**** Extrait du texte

L'héritage littéraire de la Première Guerre mondiale


Septembre 1918 : les armées alliées progressent rapidement et les puissances centrales sont de plus en plus affaiblies ; beaucoup estiment que la fin de la guerre est proche.


Le 11 novembre 1918, à 5 heures, l'armistice qui mettra fin aux combats sur le front ouest est signé à Rethondes, près de Compiègne, dans le nord de la France; il entrera en vigueur à 11 heures. Une fois l'armistice en vigueur, la nouvelle que les combats ont cessé se répand rapidement et on peut imaginer qu'une exultation en ait résulté parmi tous ceux et celles qui ont participé de près ou de loin à ce conflit qui suscite encore beaucoup d'interrogations aujourd'hui. Ces quatre dernières années ont marqué le centenaire de la Première Guerre mondiale et, à mon grand étonnement, ce centenaire a été somme toute assez discret, surtout au Canada et au Québec. La Grande Guerre a eu d'importantes conséquences sur le reste du 20e siècle, si bien qu'on pourrait dire qu'elle en constitue le point de départ. N'oublions jamais une chose en histoire : toute périodisation est artificielle et peut donc être changée. Passons outre cette petite digression et intéressons-nous à une facette originale de la Grande Guerre : son héritage littéraire.

********
**** Données fournies

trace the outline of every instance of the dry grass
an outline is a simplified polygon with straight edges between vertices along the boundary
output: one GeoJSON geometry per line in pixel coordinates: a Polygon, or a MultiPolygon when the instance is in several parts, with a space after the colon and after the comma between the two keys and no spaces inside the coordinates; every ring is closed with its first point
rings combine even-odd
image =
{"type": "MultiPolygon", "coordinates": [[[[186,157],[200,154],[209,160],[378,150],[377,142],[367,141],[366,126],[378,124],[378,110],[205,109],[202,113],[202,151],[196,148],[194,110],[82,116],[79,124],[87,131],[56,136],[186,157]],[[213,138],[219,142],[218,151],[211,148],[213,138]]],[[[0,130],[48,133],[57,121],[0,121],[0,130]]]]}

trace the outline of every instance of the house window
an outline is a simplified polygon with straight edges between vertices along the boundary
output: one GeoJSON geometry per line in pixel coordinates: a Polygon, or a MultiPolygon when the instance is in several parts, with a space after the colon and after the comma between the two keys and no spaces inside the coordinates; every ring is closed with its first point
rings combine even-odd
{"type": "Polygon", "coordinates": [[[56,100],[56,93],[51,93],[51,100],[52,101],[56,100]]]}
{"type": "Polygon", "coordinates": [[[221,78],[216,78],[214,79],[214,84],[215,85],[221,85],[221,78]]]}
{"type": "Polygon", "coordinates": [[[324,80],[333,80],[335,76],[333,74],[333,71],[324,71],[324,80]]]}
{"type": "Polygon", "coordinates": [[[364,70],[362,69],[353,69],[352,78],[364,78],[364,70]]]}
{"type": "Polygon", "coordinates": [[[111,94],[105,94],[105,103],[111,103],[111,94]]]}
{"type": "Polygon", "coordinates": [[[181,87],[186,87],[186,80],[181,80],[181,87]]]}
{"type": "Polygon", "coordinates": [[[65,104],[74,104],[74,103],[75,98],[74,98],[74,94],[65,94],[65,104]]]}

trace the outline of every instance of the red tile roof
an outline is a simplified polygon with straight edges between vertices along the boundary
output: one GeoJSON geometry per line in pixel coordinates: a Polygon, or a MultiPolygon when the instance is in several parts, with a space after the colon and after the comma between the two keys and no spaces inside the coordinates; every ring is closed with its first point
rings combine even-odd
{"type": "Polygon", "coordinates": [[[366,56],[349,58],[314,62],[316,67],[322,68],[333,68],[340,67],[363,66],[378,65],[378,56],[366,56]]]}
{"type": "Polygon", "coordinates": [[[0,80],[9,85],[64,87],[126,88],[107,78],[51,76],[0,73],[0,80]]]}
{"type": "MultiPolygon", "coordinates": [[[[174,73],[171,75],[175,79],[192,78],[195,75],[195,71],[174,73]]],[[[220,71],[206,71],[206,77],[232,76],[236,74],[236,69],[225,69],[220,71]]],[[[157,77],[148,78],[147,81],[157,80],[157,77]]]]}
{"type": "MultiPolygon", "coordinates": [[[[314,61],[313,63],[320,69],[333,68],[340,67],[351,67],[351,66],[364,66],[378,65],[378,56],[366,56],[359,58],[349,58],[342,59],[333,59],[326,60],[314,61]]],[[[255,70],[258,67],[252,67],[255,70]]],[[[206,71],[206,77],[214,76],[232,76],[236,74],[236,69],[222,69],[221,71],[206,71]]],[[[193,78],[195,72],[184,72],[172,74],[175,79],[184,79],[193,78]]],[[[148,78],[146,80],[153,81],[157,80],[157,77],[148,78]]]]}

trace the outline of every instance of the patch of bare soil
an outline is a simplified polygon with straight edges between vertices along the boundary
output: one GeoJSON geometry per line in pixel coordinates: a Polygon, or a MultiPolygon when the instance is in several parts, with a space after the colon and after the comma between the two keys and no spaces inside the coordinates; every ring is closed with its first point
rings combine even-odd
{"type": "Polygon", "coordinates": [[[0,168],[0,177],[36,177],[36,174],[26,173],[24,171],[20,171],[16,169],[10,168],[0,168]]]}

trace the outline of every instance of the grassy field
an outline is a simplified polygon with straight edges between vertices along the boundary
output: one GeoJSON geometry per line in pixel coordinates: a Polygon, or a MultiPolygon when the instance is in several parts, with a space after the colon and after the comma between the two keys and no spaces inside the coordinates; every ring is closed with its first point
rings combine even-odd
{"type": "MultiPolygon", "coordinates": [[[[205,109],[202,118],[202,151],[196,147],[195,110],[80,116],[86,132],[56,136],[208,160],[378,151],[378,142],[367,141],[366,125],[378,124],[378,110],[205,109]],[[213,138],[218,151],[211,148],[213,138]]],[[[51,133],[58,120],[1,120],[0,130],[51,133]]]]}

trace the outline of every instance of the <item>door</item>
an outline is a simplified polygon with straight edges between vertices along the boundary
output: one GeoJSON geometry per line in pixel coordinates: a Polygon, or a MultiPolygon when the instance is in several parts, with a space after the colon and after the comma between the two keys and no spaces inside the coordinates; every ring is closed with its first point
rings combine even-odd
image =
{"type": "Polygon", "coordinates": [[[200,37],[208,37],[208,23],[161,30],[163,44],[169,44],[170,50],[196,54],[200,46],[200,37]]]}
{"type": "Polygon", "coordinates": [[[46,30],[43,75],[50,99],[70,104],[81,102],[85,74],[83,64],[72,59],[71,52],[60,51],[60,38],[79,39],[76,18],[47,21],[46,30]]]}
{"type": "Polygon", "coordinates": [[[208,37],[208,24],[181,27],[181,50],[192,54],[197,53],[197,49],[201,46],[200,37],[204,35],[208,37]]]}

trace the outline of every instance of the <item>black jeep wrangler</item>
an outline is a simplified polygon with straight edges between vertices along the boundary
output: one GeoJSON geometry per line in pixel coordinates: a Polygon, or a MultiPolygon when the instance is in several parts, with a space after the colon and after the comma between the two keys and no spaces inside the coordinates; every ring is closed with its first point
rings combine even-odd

********

Consigne —
Poursuivez le texte sur l'héritage littéraire de la Grande Guerre à partir de sa dernière phrase.

Réponse —
En effet, après la guerre, un foisonnement de romans ayant pour thème les années 1914-1918 se déverse un peu partout dans les pays qui ont été les belligérants de ce conflit. En France, en Grande-Bretagne et en Allemagne, beaucoup d'anciens combattants ont entrepris de coucher sur papier leurs expériences pour la postérité. Le point commun entre ces anciens combattants était que leur participation à ce conflit les a profondément transformés. Il peut s'agir certes d'un lieu commun que d'affirmer cela, mais, à mon avis, on ne saurait sous-estimer l'impact que la Grande Guerre a eu sur tous ceux qui y ont participé. À l’Ouest, Rien de nouveau d’Erich Maria Remarque est un roman fortement teinté de pacifisme dans l'esprit du « plus jamais cela ». D'autres auteurs ont davantage illustré la vie sur le front et la brutalité des combats : Ceux de 14 de Maurice Genevoix et Orages d'acier d'Ernst Jünger en sont des exemples probants.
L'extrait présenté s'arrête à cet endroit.